I also recall a moment where we were on a map from Boot Hill, had a small Grav APC with the VRF Gauss Gun in the turret. Someone kicked the swinging doors open on us and said "Draw". We responded with the Gun. I wrote a quick program on the handy Pet computer (we were doing this in the computer lab) to calculate the damage. It was…a lot.
 
My gateway drug(s) were Avalon Hill WWII simulations, and I was hooked in 6th grade, so 1977.

Later that year I walked in on an AD&D campaign that needed someone to take over the thief, whose player had graduated and moved on to college.

After that adventure ended (6 months of once a weeks), I went searching for more RPGs, and found the Box Set of Traveller Doom at Star Realm (FLGS that started out as a Sci Fi/Fantasy book store)

Imagine my joy finding the extra adventures and books 4 and up.
 
A friend of mine brought EnGarde to school and we started rolling dice and making stories during lunch and afternoon break. Eventually he introduced us to “modern” weapons using one of those LBBs during a high school history class.

Eventually I found enough to buy my own set of books (late 78 or early 79).
 
My gateway drug(s) were Avalon Hill WWII simulations, and I was hooked in 6th grade, so 1977.

If you're going back that far in life... in 1978, my Psychologist started me on Avalon Hill's Outdoor Survival. Then on to 1776.

• [EXERCISE 1]: According to the gaming recollections, which game did the writer's psychologist start the writer on in 1978?
• [EXERCISE 2]: Continue the gaming recollections from the last sentence shown.
The items that come next have no connection to the gaming recollections.

• [EXTRACTED RECORDS]:
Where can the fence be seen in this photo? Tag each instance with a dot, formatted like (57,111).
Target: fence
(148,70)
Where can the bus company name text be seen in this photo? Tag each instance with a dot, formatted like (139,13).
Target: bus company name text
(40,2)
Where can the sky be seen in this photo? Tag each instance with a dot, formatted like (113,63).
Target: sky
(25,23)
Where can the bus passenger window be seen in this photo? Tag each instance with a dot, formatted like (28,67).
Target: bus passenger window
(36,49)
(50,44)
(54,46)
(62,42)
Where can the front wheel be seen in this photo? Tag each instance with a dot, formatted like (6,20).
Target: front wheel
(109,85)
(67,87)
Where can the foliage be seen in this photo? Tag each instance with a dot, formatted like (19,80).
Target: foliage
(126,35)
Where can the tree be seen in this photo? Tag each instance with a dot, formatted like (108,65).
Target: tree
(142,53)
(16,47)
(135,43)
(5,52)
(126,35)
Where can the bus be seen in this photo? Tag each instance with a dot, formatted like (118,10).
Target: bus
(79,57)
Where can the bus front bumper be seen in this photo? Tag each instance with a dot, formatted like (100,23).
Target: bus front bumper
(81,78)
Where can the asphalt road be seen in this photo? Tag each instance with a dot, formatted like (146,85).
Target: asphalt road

...

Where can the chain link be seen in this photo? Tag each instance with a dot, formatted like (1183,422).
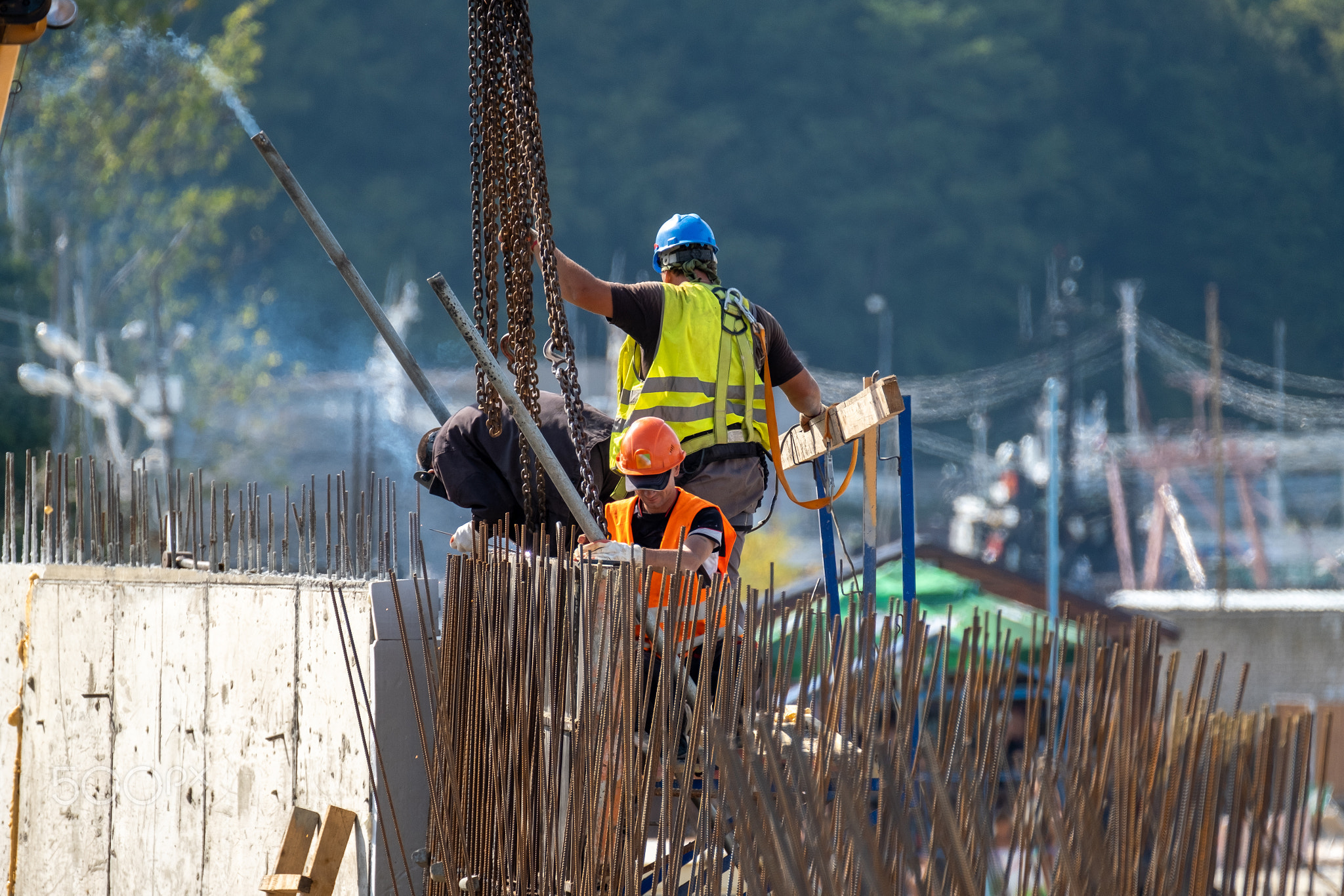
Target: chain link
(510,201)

==

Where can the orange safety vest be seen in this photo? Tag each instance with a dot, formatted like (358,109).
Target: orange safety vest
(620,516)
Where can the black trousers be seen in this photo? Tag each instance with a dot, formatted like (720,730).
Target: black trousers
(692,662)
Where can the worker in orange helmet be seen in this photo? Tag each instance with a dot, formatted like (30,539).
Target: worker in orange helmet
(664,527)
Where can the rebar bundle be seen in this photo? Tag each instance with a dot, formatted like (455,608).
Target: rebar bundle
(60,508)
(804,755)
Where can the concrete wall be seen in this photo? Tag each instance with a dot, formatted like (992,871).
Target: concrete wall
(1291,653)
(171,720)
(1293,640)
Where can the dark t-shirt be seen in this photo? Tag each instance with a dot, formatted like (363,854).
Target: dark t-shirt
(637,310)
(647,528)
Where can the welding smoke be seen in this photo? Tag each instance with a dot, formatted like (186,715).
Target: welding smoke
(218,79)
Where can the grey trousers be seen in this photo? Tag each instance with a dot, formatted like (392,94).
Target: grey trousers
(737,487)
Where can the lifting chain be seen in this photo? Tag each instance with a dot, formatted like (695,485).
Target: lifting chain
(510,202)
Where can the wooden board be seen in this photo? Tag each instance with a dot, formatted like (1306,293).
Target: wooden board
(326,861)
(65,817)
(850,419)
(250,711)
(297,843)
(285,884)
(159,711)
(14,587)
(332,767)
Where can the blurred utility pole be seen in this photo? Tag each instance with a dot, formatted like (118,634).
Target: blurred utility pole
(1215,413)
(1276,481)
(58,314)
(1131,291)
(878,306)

• [TASK OUTPUT 1]: Avalon Hill's Outdoor Survival.

• [TASK OUTPUT 2]:
I first encountered D&D in '79 - holmes basic - and saw AD&D in the PX (the games rack was next to Gardening at the Ft. Richardson PX, and we were buying lawn care supplies...) ... but didn't get to play until summer of '81.
 
If you're going back that far in life... in 1978, my Psychologist started me on Avalon Hill's Outdoor Survival. Then on to 1776.

I first encountered D&D in '79 - holmes basic - and saw AD&D in the PX (the games rack was next to Gardening at the Ft. Richardson PX, and we were buying lawn care supplies...) ... but didn't get to play until summer of '81.

I was probably 8 (1971) or so when I bought Tactics II at a yard sale. I know for sure I was still in elementary school when the local community center hosted an Avalon Hill board games club (during which time I expanded my collection to include Afrika Korps), and as I mentioned above, I first saw D&D in 1976 or 1977 but didn't get into it until fall of 1977.

Frank
 
Piracy was less valuable back in the day because the cost was almost the same as the printed version; in some cases, more than the legit copy at the store... but when there was no legit copy available...

Yea, I'm almost sure I spent more than the cover price copying C&S. As a high school student, I didn't have access to an office copier...

Frank
 
Mayday....Beowolf

First wargame was Christmas '79 bought at Fascination Corner in Arapahoe Mall in south Denver. Was in 7th grade. Very quickly found a little black box with red lettering and three little black books inside. Friends and I played the heck out of it thru high school.

Still have the box and books on my shelf.
 
My first war game purchases in 1970 were Don Featherstone's Skirmish Wargaming, Don Featherstone's Tank Battles in Miniature: The Western Desert, Sea Power II by Alnavco, and Panzerblitz by Avalon Hill. I still have all of them.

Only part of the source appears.